→ **What you should do**:
Please count the lines in these records that contain "single" and give only that count.

→ **Provided information**:

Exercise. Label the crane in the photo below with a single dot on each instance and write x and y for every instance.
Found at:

--

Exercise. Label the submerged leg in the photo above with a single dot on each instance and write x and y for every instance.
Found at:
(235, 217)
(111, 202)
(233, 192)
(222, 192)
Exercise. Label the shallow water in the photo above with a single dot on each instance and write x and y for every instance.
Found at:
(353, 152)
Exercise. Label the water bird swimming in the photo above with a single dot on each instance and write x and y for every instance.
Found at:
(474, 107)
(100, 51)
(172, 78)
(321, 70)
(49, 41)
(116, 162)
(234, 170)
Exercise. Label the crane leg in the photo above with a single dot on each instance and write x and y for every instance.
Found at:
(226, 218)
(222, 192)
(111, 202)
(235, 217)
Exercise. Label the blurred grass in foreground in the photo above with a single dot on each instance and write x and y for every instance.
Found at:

---

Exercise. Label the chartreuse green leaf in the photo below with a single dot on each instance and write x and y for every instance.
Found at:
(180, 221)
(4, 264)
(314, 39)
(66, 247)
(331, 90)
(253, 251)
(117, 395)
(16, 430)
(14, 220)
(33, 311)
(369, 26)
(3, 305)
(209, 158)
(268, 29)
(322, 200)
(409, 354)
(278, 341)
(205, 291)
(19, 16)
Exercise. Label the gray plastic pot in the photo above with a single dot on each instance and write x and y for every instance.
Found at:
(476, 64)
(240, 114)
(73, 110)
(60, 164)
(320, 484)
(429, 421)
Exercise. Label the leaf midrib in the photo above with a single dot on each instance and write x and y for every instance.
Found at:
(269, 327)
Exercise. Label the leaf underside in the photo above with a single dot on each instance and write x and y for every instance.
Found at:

→ **Answer for this exercise**:
10